→ What you need to do
All lines from the one containing "forest and record the pixel coordinates." to the end of the entries below should be output exactly as they appear. No other lines should be output.

===== Data shown =====

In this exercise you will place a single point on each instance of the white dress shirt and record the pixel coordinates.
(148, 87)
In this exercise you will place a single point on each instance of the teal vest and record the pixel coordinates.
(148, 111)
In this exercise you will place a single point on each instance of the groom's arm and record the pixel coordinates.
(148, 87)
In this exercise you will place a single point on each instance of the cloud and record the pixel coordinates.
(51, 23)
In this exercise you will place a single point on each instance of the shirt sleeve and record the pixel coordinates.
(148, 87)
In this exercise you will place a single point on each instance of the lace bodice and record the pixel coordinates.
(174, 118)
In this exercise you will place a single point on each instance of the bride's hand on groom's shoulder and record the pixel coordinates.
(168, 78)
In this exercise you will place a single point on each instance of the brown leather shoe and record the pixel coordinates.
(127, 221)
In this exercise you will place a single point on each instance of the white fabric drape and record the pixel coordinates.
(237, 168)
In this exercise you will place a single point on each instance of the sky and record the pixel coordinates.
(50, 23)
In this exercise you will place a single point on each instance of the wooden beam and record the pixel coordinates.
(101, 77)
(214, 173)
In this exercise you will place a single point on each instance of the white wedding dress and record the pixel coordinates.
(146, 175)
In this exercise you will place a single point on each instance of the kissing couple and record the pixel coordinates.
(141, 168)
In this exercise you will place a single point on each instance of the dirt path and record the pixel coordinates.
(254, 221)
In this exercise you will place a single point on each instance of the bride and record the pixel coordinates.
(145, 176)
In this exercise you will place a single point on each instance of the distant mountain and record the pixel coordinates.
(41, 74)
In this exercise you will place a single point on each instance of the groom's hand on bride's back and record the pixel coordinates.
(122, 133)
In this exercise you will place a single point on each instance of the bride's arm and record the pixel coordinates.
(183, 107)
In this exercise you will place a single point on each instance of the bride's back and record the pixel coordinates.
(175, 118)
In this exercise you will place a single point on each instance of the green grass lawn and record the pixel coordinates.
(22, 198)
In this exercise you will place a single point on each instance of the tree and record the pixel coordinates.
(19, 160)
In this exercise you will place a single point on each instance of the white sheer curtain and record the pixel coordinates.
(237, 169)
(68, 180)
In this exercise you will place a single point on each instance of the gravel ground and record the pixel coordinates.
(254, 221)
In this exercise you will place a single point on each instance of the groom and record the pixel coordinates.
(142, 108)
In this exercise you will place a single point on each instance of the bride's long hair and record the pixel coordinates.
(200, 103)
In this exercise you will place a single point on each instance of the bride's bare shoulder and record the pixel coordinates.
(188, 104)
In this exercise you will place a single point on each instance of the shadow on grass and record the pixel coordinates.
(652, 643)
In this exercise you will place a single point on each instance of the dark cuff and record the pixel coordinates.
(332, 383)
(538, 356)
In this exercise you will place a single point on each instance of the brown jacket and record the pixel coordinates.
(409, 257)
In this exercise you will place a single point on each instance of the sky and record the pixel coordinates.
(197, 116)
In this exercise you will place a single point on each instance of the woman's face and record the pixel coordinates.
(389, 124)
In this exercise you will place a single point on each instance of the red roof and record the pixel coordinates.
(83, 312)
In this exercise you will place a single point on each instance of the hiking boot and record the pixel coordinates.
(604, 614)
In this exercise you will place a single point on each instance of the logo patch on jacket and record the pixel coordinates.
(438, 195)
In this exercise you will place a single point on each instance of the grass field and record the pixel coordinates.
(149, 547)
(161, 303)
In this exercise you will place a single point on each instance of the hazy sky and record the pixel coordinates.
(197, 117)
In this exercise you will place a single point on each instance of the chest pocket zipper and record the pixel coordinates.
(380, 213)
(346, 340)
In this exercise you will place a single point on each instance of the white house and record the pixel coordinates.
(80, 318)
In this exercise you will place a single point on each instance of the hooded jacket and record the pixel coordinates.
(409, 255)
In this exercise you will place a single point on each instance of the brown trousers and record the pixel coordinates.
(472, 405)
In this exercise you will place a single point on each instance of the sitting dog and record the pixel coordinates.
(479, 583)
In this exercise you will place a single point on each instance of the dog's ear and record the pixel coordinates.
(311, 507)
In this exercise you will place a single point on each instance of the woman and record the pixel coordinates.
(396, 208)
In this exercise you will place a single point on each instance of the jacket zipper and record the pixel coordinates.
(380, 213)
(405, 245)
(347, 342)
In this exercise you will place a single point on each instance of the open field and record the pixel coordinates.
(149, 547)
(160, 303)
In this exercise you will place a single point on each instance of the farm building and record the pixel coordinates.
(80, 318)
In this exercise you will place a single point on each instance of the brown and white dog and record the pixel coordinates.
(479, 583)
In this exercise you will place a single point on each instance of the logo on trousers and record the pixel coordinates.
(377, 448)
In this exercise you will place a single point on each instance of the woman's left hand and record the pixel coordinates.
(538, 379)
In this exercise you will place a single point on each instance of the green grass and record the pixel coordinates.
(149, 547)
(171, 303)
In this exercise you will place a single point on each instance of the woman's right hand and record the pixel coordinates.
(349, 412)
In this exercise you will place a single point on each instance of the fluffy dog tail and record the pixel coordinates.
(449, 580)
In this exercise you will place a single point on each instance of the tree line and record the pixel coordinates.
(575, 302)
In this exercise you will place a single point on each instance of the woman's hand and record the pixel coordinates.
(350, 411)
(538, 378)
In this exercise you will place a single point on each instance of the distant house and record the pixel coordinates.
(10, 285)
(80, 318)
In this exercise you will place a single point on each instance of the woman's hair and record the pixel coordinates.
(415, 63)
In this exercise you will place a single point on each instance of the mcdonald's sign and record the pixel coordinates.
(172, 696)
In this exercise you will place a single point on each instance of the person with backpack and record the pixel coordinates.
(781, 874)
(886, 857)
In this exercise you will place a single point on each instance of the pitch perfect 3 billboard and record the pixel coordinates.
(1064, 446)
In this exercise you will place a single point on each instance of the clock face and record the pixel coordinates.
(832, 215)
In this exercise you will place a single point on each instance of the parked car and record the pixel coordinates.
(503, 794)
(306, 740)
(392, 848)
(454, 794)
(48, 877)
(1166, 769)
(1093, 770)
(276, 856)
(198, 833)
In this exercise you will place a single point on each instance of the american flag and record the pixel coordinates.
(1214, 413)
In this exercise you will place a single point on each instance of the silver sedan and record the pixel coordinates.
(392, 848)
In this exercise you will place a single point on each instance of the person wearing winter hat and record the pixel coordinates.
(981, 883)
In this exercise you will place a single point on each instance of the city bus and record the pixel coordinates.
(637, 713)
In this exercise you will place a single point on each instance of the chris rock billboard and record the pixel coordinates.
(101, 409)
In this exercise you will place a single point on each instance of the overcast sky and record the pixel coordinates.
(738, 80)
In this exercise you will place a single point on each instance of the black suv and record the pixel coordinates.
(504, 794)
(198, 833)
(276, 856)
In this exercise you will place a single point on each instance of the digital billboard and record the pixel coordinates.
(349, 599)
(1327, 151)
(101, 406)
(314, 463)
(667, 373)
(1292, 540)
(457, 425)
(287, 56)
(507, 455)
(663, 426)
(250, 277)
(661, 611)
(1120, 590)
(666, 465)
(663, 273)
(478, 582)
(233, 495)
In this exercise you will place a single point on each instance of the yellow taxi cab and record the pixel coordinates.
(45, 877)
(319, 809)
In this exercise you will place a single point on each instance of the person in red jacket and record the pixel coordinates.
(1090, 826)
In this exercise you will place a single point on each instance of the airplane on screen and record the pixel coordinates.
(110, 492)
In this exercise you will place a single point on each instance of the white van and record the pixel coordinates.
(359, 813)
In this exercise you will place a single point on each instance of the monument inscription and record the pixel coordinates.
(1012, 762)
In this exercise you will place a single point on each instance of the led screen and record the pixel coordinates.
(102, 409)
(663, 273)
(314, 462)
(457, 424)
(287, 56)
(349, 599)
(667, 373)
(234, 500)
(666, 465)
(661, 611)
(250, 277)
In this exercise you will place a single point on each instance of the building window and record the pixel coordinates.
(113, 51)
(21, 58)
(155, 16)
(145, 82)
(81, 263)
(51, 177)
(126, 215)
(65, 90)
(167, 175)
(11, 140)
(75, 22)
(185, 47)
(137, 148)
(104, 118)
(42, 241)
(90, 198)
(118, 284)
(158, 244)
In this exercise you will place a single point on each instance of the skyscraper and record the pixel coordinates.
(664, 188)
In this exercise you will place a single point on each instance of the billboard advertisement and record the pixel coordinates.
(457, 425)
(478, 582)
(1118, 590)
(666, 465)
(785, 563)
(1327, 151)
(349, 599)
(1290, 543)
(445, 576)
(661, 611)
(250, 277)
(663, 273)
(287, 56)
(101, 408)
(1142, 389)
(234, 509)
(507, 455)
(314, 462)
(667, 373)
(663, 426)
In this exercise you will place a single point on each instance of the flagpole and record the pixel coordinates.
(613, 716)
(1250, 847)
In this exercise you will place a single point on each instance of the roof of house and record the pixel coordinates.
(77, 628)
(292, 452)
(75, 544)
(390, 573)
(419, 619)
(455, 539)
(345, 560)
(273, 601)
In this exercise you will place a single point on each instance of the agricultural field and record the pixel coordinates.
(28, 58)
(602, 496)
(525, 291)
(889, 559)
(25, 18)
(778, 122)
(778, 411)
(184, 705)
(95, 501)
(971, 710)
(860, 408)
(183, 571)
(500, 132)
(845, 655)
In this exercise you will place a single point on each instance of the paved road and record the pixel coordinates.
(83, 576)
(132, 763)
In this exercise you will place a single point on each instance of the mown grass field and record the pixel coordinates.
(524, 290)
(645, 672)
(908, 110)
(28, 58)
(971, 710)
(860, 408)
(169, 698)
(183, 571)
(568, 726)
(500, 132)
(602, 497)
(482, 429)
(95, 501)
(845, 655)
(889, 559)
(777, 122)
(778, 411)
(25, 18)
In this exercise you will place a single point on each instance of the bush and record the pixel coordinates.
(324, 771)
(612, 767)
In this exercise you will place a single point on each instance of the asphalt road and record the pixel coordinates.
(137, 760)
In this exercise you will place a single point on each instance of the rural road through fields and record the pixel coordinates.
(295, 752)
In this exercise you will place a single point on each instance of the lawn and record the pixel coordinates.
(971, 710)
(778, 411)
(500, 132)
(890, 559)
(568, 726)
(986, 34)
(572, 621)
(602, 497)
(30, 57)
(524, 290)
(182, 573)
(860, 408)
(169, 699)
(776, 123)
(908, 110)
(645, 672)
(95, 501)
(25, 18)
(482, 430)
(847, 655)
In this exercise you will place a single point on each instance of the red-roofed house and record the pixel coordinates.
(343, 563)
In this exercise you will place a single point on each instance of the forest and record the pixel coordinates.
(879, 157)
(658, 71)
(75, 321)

=====

→ Solution for this problem
In this exercise you will place a single point on each instance of the forest and record the pixel coordinates.
(879, 157)
(658, 71)
(75, 321)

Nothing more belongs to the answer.